Transcribe the records exactly. Pictures do not belong in the transcription.

** Opening Records block **

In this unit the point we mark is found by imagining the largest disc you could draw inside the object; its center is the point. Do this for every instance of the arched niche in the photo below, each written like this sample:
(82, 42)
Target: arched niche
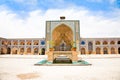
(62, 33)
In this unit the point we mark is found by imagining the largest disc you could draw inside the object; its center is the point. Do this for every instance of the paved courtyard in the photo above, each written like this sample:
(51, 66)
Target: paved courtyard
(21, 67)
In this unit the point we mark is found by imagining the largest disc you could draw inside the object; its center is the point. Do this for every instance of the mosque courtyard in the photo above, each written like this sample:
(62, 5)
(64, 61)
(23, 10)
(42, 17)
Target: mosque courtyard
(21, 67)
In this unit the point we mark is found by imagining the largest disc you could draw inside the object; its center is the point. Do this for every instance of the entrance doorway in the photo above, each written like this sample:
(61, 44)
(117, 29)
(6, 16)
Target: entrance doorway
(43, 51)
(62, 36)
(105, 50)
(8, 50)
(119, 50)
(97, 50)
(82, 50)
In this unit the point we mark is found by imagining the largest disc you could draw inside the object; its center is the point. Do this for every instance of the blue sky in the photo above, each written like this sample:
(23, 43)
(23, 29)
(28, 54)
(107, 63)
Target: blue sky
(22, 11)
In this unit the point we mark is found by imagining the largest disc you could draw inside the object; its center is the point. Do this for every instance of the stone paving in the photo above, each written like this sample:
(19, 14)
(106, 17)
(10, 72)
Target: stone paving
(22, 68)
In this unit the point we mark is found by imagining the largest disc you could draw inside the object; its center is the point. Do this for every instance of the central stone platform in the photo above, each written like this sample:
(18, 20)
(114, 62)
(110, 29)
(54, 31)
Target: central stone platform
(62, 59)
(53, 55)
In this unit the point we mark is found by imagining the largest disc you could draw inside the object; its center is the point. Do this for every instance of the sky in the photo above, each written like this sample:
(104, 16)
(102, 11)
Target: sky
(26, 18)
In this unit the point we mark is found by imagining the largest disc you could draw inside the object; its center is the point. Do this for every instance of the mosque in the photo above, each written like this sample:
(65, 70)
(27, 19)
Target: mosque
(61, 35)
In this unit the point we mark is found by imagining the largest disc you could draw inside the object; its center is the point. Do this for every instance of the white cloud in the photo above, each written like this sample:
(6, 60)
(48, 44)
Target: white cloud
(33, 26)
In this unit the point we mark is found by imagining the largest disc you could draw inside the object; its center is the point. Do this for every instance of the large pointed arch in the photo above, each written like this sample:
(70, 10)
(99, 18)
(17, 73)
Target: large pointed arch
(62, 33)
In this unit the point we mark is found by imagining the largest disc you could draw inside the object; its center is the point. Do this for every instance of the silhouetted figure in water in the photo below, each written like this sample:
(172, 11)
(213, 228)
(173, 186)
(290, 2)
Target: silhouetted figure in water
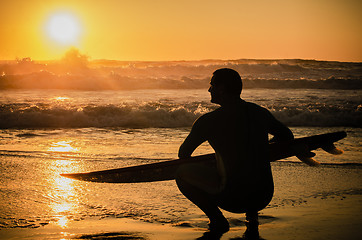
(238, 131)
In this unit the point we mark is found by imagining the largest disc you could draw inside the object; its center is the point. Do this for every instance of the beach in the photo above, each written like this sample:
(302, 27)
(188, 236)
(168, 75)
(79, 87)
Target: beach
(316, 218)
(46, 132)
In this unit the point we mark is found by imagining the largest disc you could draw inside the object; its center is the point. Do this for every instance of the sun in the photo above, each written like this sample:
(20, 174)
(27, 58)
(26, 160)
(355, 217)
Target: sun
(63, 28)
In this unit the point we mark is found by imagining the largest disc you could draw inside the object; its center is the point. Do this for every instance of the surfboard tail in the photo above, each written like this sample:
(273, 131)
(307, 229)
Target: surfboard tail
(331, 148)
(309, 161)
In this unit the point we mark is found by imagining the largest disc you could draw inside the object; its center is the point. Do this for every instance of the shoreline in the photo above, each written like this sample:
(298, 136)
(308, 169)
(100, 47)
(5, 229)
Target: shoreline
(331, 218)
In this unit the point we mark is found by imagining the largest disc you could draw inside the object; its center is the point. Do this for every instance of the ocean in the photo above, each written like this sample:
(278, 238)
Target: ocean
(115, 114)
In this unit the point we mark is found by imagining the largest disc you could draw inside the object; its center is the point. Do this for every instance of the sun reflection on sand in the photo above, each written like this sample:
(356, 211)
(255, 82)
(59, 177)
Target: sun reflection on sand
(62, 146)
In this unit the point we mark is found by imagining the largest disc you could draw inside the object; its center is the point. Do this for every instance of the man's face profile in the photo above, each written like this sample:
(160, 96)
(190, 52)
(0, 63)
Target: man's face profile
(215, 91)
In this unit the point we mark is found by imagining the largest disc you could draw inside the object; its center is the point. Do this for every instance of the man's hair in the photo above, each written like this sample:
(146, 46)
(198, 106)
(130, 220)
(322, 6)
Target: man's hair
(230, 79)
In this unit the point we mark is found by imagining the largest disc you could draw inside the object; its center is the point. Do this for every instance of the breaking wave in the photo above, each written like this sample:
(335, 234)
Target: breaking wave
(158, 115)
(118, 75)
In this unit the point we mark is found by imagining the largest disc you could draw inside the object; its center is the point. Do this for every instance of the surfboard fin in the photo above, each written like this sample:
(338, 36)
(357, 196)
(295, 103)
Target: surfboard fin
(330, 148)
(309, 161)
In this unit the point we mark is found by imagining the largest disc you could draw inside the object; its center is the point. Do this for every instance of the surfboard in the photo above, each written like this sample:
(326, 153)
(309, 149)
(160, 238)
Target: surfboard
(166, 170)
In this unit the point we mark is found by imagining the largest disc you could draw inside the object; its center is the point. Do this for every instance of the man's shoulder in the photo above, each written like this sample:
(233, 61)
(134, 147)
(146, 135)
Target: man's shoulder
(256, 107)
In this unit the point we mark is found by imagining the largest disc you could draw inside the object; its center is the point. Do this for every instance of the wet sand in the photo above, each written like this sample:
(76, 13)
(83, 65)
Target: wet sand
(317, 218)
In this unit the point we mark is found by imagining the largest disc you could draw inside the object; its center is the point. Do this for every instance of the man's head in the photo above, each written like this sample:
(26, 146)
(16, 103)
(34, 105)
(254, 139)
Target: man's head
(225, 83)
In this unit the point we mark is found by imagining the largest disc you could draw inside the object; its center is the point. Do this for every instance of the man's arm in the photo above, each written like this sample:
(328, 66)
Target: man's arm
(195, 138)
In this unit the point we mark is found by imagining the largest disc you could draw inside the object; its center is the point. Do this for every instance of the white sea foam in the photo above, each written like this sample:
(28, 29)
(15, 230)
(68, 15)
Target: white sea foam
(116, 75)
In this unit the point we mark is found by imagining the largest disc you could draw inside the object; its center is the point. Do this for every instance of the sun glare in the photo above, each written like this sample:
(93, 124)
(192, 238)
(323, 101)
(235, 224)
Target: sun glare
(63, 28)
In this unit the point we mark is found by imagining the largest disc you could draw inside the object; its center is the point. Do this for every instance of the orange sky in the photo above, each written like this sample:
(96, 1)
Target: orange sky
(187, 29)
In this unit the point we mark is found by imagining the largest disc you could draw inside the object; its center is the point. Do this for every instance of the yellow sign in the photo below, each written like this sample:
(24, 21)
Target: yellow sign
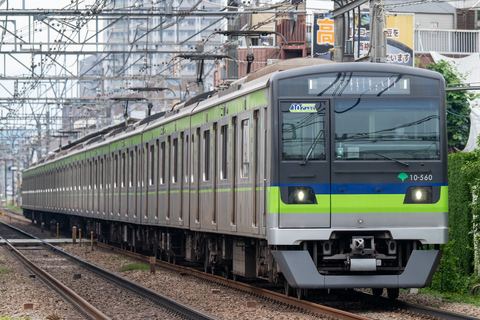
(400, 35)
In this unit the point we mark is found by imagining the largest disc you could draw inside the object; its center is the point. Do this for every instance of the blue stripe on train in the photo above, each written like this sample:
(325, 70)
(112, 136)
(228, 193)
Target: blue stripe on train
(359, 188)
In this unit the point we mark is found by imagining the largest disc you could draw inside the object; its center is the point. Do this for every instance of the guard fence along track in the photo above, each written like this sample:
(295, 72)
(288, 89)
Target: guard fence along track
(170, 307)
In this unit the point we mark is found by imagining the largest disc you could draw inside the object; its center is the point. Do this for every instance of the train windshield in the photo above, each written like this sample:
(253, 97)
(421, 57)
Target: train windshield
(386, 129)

** Closing Records block **

▶ Answer space
In this unit the point we mark is found by imagining the largest disc you could draw inside the object; its center is the point. Do this for every instance of the arched niche in the photo below, each written like this sample:
(82, 42)
Target: arched niche
(62, 33)
In this unit the point we mark is found by imagining the largest disc you could draw inside the object; its center is the point. Do this for every instance of the paved courtyard in the photo above, each written like this sample:
(51, 66)
Target: paved courtyard
(21, 67)
In this unit the point we mark is found by imagining the largest disc you could draw inside the object; its center is the point. Do this for every instance of the mosque courtyard in the photo above, each written like this sample:
(62, 5)
(64, 61)
(23, 10)
(42, 17)
Target: mosque courtyard
(21, 67)
In this unit the point we mark is found by imagining the largest disc you could draw inside the object; its center is the point. Do this for every instance of the entrance doorway in the photo above, each written like this sample:
(61, 44)
(117, 29)
(6, 16)
Target: entrance doorway
(43, 51)
(62, 36)
(105, 50)
(8, 50)
(119, 50)
(97, 50)
(82, 50)
In this unit the point we mark is found by imagining the largest disc you could draw inside the object; its center is the point. Do this for every instance of the blue sky in the photo above, each written like this sample:
(23, 43)
(23, 29)
(28, 54)
(107, 63)
Target: blue sky
(22, 11)
In this unit the point we mark is found by imagining the largest disc you could draw inside the object; its center is the point. Do this for every instance of the stone paving in the photo above, each written like this sample:
(19, 14)
(106, 17)
(10, 72)
Target: stone paving
(22, 68)
In this unit the point we mark is found by imagining the largest disc you could draw inside the object; its center is the point. Do this for every instance of the central stone platform in the photo above, each written like this sample:
(18, 20)
(114, 62)
(110, 29)
(54, 31)
Target: central stone platform
(62, 59)
(53, 55)
In this unit the point we mark is found by imagining the largest disc you could draw inside the object; its center is the point. Do this for every instance of the sky in the photo above, each written like this sample:
(104, 16)
(102, 11)
Target: sky
(26, 18)
In this unit the point we mark is found by imagining the largest disc you could draw inside the object; its center is the point. Do this for every instance of the mosque in the photo above, each written like this sample:
(65, 70)
(27, 19)
Target: mosque
(61, 35)
In this unit the point we mark is found by imagining the largest disc you could draw inside the object; its center is the point. Do this for every instance of the white cloud in the photo above, each written like this sample:
(6, 60)
(48, 44)
Target: white cloud
(33, 26)
In this unit the point we mark is found by imagining the largest disc you could draw inside the object; its center is the point. Do this for every instance of the large pointed arch in the photo above, each written like this sample:
(70, 10)
(99, 18)
(17, 73)
Target: large pointed arch
(62, 33)
In this unit the point we mark is found by imagining the largest disc you could draw inside the object; its center is the point. Do this for every instance of the silhouetted figure in water in the photo below, each written like this sample:
(172, 11)
(213, 228)
(173, 186)
(290, 2)
Target: silhouetted figure in water
(238, 131)
In this unit the point we mark is found by imagining the largest disc you could draw inside the object; its center is the point. Do this for every instance of the beach in the photo above, each written like this sample:
(302, 27)
(188, 236)
(168, 75)
(79, 87)
Target: beach
(316, 218)
(46, 132)
In this unit the point we mark is found by imagining the largest disc you could draw inside the object; its center is the point. Do this for every instance of the sun in the photo above, each written like this sample:
(20, 174)
(27, 58)
(26, 160)
(355, 217)
Target: sun
(63, 28)
In this unit the point we mark is found by imagining the largest disc you could draw inside the object; its center is the point. Do this for every instance of the surfboard tail in the photo above, each written like this sample:
(273, 131)
(307, 229)
Target: surfboard tail
(331, 148)
(309, 161)
In this unit the point we mark is found by imagining the largest disc you could draw inside the object; its center is the point. Do this for every instance of the shoreline in the photo above, each written like this sample:
(298, 136)
(308, 169)
(100, 47)
(5, 229)
Target: shoreline
(331, 218)
In this unit the point we mark is found by imagining the largest disc you could draw inside the object; its center is the point. Do this for every instance of the ocean in the photo above, each written like this sample:
(278, 238)
Target: ocean
(115, 114)
In this unit the point we mark is found by imagining the largest disc you could draw inside the object; its center is the point. Do this for every instance of the sun reflection on sand in the photo above, each written like this sample:
(356, 211)
(255, 82)
(59, 177)
Target: sun reflection on sand
(62, 146)
In this unit the point we mark is found by imagining the largest disc you could draw inside the object; its center is the point. Do this for every instance of the man's face profile in the photo above, each written like this sample:
(160, 96)
(190, 52)
(0, 63)
Target: man's face profile
(215, 91)
In this unit the point we mark is found by imagining the largest disc you could draw inside the object; its center is the point. Do this for every instance of the man's hair in the photo above, each written like this sample:
(146, 46)
(198, 106)
(130, 220)
(322, 6)
Target: man's hair
(230, 79)
In this unit the point we mark is found by imagining the largest disc you could draw inside the object; its center is the point. Do this for every instance of the breaking wave in the photo above, each written like this sample:
(335, 234)
Target: breaking wave
(158, 115)
(118, 75)
In this unit the point we mark is found by imagining the largest disc you could draw inside the object; its center is the point. Do this for every instance of the surfboard fin in the photo above, each written like this sample:
(338, 36)
(357, 196)
(295, 103)
Target: surfboard fin
(330, 148)
(309, 161)
In this unit the point we mark is found by imagining the largest disc you could draw inside the object; its center is the point. Do this for every instance of the surfboard in the photo above, each written like this sample:
(326, 153)
(309, 149)
(160, 238)
Target: surfboard
(166, 170)
In this unit the point we mark is found by imagining the largest disc you could draw inside the object; its center is the point. Do this for every instance of the man's shoulder in the photo above, each written like this sample:
(233, 61)
(134, 147)
(146, 135)
Target: man's shoulder
(256, 107)
In this unit the point we mark is found by imagining the largest disc you could draw inside the object; its center is the point. Do this for every instance of the wet sand in the photo above, each written like this sample:
(76, 13)
(83, 65)
Target: wet sand
(317, 218)
In this unit the point we mark is found by imagining the largest disc you could draw inside the object; its center is the point. Do this for every instance of the man's head in the photo above, each written like this sample:
(26, 146)
(16, 103)
(34, 105)
(254, 139)
Target: man's head
(225, 83)
In this unit the point we mark is found by imagining the largest disc you could draw inside the object; its center is the point. Do this for every instance of the man's arm in the photo above, each written like this sample:
(328, 66)
Target: man's arm
(195, 138)
In this unit the point we mark is found by imagining the largest disc you could draw inside the object; its center is the point. Do this for every instance of the white sea foam in the photo above, each written like this sample:
(28, 29)
(15, 230)
(68, 15)
Target: white sea foam
(116, 75)
In this unit the point we mark is found by imagining the largest disc you could draw inside the object; its center is the point. Do this for every instance of the sun glare in the photo above, each written like this sample:
(93, 124)
(192, 238)
(323, 101)
(235, 224)
Target: sun glare
(63, 28)
In this unit the point we mark is found by imagining the largest disc you could draw inside the object; its center is the point. Do this for every instance of the orange sky in the photo above, each written like this sample:
(96, 1)
Target: orange sky
(187, 29)
In this unit the point we mark is found by imagining the largest disc you could draw inside the object; its center is the point. Do this for every instance of the yellow sign in the photo below, each written like this sample:
(24, 21)
Target: yellow sign
(400, 35)
In this unit the point we mark is found by imagining the largest disc you could draw inside the object; its center is the point. Do this for every instance of the blue stripe on train in the photo above, each written like this sample:
(325, 70)
(112, 136)
(228, 193)
Target: blue stripe on train
(359, 188)
In this unit the point we mark is found by imagining the largest disc you could draw inside the object; its center is the point. Do this for every instance of the guard fence along track in the photo above, each written like this sample:
(295, 72)
(288, 89)
Target: guard fence along track
(170, 307)
In this unit the point we mark is found by imagining the largest disc you could draw inside the object; its center is the point. Do this for every instance of the train windshield in the photo above, each written like this sample:
(253, 97)
(421, 57)
Target: train windshield
(386, 129)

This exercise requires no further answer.